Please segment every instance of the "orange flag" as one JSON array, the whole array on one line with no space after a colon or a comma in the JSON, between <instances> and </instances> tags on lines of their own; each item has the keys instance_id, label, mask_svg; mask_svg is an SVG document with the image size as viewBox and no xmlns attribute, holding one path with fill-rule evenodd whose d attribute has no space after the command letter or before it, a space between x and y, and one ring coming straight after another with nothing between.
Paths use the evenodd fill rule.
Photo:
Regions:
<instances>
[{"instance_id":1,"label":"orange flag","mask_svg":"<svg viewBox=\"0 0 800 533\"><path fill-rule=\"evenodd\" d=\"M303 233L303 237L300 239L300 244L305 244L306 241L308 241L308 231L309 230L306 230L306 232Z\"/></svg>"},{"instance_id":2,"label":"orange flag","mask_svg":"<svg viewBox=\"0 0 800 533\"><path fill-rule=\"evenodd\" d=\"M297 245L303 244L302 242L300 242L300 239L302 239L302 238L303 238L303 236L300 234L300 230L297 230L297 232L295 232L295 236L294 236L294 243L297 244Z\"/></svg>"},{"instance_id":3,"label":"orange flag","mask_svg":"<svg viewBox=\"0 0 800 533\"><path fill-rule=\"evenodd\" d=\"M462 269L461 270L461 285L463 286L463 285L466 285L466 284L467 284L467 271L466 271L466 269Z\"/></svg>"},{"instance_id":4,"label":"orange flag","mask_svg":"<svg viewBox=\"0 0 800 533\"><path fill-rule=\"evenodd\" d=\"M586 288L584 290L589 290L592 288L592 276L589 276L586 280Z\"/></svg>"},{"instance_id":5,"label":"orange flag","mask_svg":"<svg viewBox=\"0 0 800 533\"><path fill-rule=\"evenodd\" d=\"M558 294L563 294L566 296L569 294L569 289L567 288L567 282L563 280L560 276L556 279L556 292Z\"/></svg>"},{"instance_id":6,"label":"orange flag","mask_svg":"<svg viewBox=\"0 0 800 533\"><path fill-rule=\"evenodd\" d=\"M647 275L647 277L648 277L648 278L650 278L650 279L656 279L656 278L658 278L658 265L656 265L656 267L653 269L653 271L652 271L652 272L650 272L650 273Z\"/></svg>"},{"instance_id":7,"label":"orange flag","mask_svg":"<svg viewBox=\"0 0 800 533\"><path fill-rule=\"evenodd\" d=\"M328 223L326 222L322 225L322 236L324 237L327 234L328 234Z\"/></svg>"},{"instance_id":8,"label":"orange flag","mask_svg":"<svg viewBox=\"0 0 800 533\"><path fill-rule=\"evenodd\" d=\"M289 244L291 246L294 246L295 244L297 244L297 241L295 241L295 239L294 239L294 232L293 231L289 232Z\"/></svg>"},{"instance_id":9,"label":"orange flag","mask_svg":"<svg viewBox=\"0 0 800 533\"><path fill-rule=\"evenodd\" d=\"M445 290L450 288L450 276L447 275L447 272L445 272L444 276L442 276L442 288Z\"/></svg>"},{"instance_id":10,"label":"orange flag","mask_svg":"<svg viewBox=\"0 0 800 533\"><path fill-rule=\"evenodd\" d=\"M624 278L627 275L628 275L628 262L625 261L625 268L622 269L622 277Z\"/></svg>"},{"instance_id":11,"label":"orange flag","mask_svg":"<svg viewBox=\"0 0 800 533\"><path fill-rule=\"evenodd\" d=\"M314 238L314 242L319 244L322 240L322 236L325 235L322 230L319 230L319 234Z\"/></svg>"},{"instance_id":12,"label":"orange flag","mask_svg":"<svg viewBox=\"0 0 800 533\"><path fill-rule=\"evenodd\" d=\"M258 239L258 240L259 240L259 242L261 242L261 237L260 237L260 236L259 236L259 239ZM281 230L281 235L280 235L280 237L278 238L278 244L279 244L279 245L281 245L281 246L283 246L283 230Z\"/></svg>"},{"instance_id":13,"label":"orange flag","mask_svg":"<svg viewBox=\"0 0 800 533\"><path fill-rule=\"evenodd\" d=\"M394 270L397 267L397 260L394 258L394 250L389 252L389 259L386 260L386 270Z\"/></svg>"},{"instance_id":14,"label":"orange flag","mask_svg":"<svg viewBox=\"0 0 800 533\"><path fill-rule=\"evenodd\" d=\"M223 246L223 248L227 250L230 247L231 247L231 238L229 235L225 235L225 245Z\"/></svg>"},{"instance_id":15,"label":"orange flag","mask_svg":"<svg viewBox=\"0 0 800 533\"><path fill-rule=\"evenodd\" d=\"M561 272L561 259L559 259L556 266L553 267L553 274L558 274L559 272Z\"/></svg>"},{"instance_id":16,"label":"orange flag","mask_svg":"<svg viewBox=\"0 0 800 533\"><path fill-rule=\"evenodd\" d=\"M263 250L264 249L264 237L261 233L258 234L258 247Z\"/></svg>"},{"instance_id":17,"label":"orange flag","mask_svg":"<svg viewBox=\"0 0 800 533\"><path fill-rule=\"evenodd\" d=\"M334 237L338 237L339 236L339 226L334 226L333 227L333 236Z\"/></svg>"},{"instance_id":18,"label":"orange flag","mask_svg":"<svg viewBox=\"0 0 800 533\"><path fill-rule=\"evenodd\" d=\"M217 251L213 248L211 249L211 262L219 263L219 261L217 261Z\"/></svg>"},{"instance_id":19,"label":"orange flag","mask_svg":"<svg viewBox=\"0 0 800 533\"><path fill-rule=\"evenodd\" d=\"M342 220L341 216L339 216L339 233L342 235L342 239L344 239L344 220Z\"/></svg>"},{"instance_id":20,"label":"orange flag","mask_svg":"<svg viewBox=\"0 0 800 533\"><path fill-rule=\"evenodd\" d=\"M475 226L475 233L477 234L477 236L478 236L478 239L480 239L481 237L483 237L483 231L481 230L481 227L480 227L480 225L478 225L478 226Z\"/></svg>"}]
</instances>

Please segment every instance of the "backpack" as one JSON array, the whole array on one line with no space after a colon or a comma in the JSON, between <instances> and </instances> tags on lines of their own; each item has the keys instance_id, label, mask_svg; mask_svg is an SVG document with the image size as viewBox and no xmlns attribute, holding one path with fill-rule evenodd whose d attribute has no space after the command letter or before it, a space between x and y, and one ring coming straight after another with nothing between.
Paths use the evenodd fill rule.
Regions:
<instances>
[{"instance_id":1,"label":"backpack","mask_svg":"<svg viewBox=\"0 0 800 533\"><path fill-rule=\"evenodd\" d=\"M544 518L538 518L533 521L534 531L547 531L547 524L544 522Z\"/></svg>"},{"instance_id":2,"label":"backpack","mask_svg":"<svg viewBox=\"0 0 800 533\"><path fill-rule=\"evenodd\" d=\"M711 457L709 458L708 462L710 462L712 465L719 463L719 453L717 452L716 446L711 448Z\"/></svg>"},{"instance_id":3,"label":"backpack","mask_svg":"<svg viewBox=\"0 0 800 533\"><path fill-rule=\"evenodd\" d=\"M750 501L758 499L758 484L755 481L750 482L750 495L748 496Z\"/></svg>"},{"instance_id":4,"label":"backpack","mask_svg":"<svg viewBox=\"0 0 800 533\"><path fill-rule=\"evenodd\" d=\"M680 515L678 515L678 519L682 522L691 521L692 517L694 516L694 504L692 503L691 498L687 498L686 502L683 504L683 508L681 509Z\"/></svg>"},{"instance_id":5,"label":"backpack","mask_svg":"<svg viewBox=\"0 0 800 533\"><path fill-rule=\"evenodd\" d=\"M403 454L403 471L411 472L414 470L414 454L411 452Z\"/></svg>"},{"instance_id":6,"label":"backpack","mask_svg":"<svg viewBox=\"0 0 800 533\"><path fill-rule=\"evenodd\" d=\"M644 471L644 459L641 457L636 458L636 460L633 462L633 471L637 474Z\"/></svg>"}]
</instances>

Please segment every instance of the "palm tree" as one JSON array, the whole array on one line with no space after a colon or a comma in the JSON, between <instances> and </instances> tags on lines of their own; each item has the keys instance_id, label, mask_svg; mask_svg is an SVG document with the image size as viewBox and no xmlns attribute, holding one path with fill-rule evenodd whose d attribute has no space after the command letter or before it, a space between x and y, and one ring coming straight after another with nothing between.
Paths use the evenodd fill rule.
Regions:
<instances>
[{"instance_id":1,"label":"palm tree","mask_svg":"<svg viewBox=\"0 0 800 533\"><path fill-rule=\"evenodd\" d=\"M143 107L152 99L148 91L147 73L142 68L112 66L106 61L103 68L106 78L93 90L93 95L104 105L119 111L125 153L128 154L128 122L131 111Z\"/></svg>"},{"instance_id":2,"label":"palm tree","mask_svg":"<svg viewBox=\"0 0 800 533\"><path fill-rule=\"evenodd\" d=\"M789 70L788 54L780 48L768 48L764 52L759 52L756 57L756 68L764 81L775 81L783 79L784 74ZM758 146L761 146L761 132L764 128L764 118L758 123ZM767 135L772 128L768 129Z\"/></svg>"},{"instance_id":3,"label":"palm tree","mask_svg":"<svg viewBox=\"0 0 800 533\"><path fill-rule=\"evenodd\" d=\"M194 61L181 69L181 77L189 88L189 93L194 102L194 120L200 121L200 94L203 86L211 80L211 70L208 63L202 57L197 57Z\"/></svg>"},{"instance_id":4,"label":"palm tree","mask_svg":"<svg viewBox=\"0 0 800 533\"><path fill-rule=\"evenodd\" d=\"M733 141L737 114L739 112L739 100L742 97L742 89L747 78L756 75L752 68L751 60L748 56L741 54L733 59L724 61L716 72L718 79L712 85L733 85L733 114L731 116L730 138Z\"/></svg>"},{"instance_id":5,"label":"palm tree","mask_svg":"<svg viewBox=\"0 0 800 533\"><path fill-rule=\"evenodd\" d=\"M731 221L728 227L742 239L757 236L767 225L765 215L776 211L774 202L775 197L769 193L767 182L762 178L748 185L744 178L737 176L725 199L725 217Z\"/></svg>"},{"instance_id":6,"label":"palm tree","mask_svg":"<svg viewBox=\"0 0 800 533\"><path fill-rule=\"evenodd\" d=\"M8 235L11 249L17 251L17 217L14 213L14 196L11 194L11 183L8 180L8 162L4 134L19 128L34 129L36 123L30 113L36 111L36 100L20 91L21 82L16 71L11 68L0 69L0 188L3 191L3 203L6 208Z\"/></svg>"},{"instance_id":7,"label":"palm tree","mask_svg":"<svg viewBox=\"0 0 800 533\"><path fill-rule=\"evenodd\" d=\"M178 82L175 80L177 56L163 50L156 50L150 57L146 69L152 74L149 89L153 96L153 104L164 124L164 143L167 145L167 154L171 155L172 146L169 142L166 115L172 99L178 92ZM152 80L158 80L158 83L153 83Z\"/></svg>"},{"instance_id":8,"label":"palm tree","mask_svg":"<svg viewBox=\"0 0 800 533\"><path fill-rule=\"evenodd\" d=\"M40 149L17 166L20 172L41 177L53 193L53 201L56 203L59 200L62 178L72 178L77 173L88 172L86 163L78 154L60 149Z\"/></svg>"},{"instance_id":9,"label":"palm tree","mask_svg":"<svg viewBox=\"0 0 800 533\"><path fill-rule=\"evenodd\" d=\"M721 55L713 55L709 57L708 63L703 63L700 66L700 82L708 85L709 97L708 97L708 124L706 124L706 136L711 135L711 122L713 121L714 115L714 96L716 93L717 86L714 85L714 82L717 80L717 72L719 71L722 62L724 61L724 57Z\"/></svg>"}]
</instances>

=-=-=-=-=

*WORK ORDER*. Scan the entries above for the word "colon" and collect each line holding it.

*SOLUTION FOR THIS PROBLEM*.
Please segment every instance of the "orange flag" as one JSON array, the whole array on one line with no space after a colon or a comma in the JSON, between <instances> and </instances> tags on lines of their own; each item has the keys instance_id, label, mask_svg; mask_svg is an SVG document with the image size as viewBox and no xmlns attribute, holding one path with fill-rule evenodd whose d attribute has no space after the command letter or before it, a space between x and y, and one ring coming straight after another with nothing between.
Please segment every instance of the "backpack" as one JSON array, the whole array on one line with no space after a colon or a comma in the JSON, between <instances> and </instances> tags on lines of their own; each item has the keys instance_id, label, mask_svg; mask_svg is an SVG document with the image size as viewBox and no xmlns attribute, holding one path with fill-rule evenodd whose d attribute has no space after the command letter or before it, a space between x and y, and one ring coming straight after another with nothing between.
Please segment every instance of the "palm tree" as one JSON array, the whole array on one line with no space after a colon or a comma in the JSON, between <instances> and </instances> tags on lines of their own; each item has the keys instance_id, label, mask_svg; mask_svg is an SVG document with the image size as viewBox and no xmlns attribute, holding one path with fill-rule evenodd whose d attribute has no space after the command letter or before it, a space between x and y, and one ring coming straight after another with nothing between.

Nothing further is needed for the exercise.